>> Begin Text provided

Can these hubs be monetized and their contributors remunerated for providing content? Should they be? Or can the new media be defined as an information-laden brand extension driving attention to our cause and ultimately our bottom line?

If I want to sell my art, I can no longer do it by merely selling my art. I have to do it by selling my industry, thereby making it stronger. Social media is about combining many stories into one voice, and the more honest and natural that voice, the better. Because our future audience will come looking for us one day through the magic of google, and we need to be ready for them when they do. And what they're going to respond to is a feeling of inclusion and comfort that they belong in the conversation. That in fact the conversation exists because of them. And then they'll happily open their wallets.

In the above post, that

In the above post, that should have been "repression in Iran". And really it's political and not social repression. God how I wish I had a good editor... God how I wish the opportunity to communicate immediately could be better tempered by a third read and the careful consideration provided by a little extra time.

For me, as the moderator, the

For me, as the moderator, the panel was a bit of personal gong show. I was originally invited as a panelist but was then asked to moderate. Because I have given a lot of thought to these issues, and obviously have some strong opinions, I tried to play both roles. As a result I did a disservice to my primary role as a moderator. I didn't get the best out of some of the panelists present, and to them I apologize.

One of the other tensions during the afternoon arose over the divergent expectations of the session. Some people wanted to discuss practical tools, but my understanding from the panel description and from the organizers was that it was an ideas session and not a workshop.

I hit a personal low point, after purporting to be a stickler for accuracy, when I complained about a theatre blog that opened, when I looked at it, with what amounted to postcards home from a Hawaiian vacation. I identified that blog as Rebecca Coleman's. Wrongo. It was in fact another blog that Coleman's excellent The Art of the Business only linked to.

Now to the issues that get me riled. Social media accomplish many wonderful things. But just as traditional media have all sorts of orthodoxies and make all sorts of assumptions that are troubling, advocates for social media do the same thing. Raise these issues and some evangelists for social media think you're questioning what they see, and with some good reason, as a profoundly democratic enterprise. But hey, I'm also a pariah in the eyes of many people at the Vancouver Sun for challenging some of that institutions assumptions. I'm proud to be an equal opportunity gadfly.

>> End Text provided
>> Begin Information given

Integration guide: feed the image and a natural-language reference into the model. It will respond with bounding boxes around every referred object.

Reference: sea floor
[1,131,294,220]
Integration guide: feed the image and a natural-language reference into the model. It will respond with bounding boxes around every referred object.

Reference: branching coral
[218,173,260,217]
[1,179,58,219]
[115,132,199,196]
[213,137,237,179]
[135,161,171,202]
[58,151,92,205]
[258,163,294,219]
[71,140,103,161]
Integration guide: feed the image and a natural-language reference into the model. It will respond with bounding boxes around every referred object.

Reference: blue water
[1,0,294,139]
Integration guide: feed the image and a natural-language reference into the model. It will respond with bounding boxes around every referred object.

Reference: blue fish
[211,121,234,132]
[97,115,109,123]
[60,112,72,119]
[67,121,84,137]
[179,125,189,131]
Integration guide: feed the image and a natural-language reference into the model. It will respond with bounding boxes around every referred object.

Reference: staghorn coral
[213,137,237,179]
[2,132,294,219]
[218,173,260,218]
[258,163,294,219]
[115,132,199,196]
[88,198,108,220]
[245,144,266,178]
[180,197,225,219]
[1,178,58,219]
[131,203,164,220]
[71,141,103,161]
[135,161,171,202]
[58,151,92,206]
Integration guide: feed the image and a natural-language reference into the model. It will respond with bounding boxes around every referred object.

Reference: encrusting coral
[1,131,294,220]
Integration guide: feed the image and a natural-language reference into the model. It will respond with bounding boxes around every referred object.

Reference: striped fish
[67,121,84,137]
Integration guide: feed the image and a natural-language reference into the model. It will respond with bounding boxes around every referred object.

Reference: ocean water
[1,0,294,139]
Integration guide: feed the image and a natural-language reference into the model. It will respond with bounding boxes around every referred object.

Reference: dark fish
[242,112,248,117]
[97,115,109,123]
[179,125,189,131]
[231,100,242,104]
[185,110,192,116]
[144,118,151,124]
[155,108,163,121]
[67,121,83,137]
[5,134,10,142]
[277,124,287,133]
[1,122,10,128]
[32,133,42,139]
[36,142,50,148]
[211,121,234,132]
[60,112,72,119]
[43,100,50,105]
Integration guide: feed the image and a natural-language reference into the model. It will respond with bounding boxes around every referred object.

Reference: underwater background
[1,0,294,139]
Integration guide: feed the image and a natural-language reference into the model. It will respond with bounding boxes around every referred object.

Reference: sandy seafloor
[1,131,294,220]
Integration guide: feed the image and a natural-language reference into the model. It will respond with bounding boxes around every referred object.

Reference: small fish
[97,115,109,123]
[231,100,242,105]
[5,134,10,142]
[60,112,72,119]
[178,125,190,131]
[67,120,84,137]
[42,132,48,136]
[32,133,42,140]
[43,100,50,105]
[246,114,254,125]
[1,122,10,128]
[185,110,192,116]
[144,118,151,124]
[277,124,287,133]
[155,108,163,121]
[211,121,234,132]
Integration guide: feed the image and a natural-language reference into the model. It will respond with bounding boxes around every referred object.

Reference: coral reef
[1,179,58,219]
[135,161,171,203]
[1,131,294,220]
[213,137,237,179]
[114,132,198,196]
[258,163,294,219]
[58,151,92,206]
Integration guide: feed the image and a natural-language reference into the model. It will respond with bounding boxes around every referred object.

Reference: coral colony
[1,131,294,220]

>> End Information given
>> Begin Information given

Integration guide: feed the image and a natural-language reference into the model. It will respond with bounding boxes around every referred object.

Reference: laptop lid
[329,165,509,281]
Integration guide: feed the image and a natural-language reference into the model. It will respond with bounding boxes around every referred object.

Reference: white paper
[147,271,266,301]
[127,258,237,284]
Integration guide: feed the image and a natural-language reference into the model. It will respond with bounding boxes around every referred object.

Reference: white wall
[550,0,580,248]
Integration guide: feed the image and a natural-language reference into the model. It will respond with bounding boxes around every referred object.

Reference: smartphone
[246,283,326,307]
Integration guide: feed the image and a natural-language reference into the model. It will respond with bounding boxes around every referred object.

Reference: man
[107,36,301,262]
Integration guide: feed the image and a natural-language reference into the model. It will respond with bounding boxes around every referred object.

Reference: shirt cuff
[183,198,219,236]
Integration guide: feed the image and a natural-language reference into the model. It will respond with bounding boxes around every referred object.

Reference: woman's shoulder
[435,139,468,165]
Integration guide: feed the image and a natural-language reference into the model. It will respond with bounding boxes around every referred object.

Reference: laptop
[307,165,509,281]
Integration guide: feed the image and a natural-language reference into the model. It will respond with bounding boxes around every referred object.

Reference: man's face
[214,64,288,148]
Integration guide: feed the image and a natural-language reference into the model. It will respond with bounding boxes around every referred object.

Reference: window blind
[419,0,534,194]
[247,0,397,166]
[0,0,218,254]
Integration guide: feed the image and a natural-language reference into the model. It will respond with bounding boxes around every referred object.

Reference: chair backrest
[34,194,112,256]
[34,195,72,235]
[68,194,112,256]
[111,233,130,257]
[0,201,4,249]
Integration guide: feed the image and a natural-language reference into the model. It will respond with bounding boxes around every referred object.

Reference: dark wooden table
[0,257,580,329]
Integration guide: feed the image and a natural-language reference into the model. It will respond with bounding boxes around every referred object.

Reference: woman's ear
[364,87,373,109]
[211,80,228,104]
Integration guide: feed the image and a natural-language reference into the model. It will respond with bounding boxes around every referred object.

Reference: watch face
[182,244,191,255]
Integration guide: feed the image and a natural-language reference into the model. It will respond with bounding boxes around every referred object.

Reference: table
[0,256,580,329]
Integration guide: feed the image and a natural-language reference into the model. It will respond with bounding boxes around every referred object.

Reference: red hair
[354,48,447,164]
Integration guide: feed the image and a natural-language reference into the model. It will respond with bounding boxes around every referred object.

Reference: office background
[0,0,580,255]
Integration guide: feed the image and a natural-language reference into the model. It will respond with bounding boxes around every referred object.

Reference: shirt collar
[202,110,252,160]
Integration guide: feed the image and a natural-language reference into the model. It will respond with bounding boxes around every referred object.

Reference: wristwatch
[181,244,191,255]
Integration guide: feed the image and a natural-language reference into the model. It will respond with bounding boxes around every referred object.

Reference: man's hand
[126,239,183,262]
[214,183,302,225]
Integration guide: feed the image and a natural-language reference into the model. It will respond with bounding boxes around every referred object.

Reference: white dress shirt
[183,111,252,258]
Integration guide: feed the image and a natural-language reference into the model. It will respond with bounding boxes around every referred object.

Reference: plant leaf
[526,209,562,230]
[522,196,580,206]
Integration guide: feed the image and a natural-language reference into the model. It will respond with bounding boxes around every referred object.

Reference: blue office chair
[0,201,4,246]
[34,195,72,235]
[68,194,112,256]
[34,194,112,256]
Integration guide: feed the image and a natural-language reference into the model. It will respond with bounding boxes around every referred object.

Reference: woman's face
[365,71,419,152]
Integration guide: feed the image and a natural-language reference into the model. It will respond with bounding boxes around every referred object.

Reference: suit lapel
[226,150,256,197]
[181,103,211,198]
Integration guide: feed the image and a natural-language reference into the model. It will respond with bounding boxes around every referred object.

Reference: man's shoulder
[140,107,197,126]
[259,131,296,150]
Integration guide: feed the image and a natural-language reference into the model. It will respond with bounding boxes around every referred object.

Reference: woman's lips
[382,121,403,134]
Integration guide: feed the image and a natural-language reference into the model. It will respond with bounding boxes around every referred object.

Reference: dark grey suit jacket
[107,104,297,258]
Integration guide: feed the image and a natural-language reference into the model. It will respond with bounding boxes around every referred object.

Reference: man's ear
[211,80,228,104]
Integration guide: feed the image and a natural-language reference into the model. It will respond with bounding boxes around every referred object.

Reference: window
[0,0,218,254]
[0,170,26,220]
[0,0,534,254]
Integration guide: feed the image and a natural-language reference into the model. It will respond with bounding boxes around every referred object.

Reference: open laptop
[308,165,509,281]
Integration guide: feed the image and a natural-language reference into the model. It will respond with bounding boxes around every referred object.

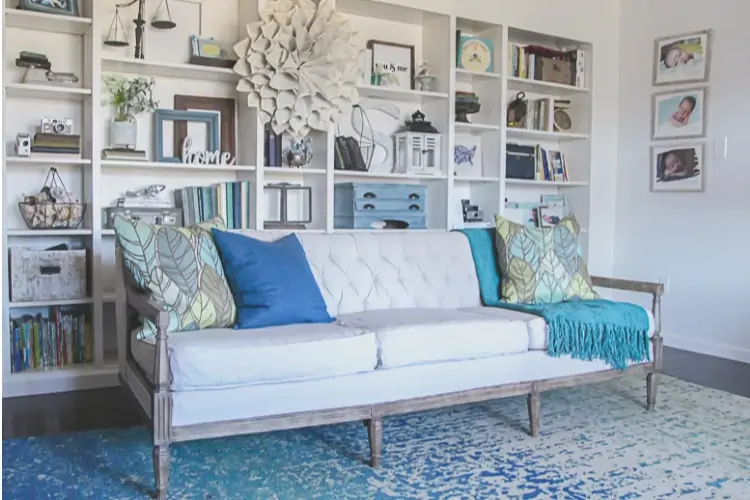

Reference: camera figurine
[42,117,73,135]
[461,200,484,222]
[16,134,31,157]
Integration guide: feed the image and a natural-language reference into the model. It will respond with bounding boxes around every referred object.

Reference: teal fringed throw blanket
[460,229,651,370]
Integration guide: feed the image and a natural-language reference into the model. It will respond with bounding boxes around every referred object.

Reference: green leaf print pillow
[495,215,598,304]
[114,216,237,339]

>> End Information given

[Directive 1]
List every sentence in the blog post on social media that ends with a question mark.
[Directive 2]
Print the blog post on social media from "In the above post, that should" to "little extra time.".

[Correct response 1]
- Can these hubs be monetized and their contributors remunerated for providing content?
- Should they be?
- Or can the new media be defined as an information-laden brand extension driving attention to our cause and ultimately our bottom line?

[Correct response 2]
In the above post, that should have been "repression in Iran". And really it's political and not social repression. God how I wish I had a good editor... God how I wish the opportunity to communicate immediately could be better tempered by a third read and the careful consideration provided by a little extra time.